SOURCE PASSAGE:
# Calculating equilibrium number of vacancies and other variables (crystal defects)

## Homework Statement

The number of vacancies in a metal increases by a factor of six when the
temperature is increased from 800K to 1000K. Calculate the energy for vacancy
formation assuming that the density of the metal remains the same over this
temperature range.

## Homework Equations

Nv= N exp ( -Qv / kT)

where Nv= equilibrium number of vacancies
N = total no. of atomic sites
N is dependent on density etc, there is a formula but i dont believe it is needed for this problem.
-Qv= energy required for vacancy formation ( in eV)
k = Boltzmann’s constant (1.38 x 10-23JK-1 or 8.62 x 10-5eVK-1)
T = temperature (in kelvin)

## The Attempt at a Solution

What I attempted to do was a simultaneous equation, taking the fact that Nv at 1000K is 6x more than Nv at 800k

Nv= N exp ( -Qv / 8.62 x 10-5eVK-1 x 800)

TASKS:
(a) Repeat, word for word, the part of the vacancy-formation thread that opens with the words containing "Nv= N exp ( -Qv / kT)" and closes with "8.62 x 10-5eVK-1)".
(b) Carry on the vacancy-formation thread from its final line onward.

Dataset records about object locations:

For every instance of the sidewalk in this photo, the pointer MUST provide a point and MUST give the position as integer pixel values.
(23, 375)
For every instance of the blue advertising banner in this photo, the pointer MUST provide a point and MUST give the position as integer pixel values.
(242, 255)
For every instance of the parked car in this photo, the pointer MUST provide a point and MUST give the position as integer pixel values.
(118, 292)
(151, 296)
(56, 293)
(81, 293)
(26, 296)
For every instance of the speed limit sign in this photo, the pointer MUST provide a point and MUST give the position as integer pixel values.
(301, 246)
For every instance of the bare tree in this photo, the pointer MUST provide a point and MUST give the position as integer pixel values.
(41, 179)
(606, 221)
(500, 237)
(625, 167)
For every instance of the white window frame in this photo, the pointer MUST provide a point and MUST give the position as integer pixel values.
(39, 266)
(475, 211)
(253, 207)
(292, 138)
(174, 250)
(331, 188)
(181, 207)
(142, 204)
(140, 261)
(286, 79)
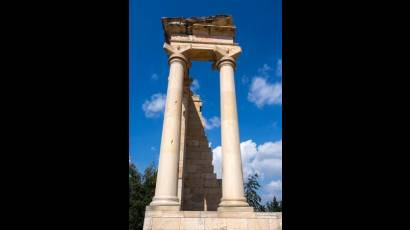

RESULTS IN ORDER:
(a)
Nv= N exp ( -Qv / kT)

where Nv= equilibrium number of vacancies
N = total no. of atomic sites
N is dependent on density etc, there is a formula but i dont believe it is needed for this problem.
-Qv= energy required for vacancy formation ( in eV)
k = Boltzmann’s constant (1.38 x 10-23JK-1 or 8.62 x 10-5eVK-1)

(b)
and

6Nv= N exp ( -Qv / 8.62 x 10-5eVK-1 x 1000)

so hence i thought

6 (N exp ( -Qv / 8.62 x 10-5eVK-1 x 800)) = N exp ( -Qv / 8.62 x 10-5eVK-1 x 1000)

From here things got a bit crazy, I still don't really understand what exp means (I used wolfram to try and solve and it told me exp just ment e^(whatever is infront of exp). Not sure if I'm doing things right.. but a few more steps and I just kept getting -Qv as zero. Help would be great thanks alot.

Last edited:
• PercyDzikunu

Hey, I had a similar question just recently - actually... it was the same except 5 instead of 6 :P

Anyway, I did pretty much the same as you but once I got Nv = Nexp(-Q/kT) and 6Nv = Nexp(-Q/kT) I did some funky stuff with natural log. Firstly, exp is ex (or an exponent x with base e) so you can do natural logs once you manipulate both equations - like this:

1) Nv = Nexp(-Q/kT) so Nv/N = e(-Q/kT) therefore ln Nv/N = -Q/kT1 (for the initial temp)

2) 6Nv = Nexp(-Q/kT) so 6Nv/N = e(-Q/kT) therefore ln 6Nv/N = -Q/kT2 (for final temp)
Here you can use log laws to manipulate this equation to look match the first -
(ln x/y = ln x - ln y) so ln 6Nv - ln N
(ln (xy) = ln x + ln y) so ln 6 + ln Nv - ln N = ln 6Nv/N ok?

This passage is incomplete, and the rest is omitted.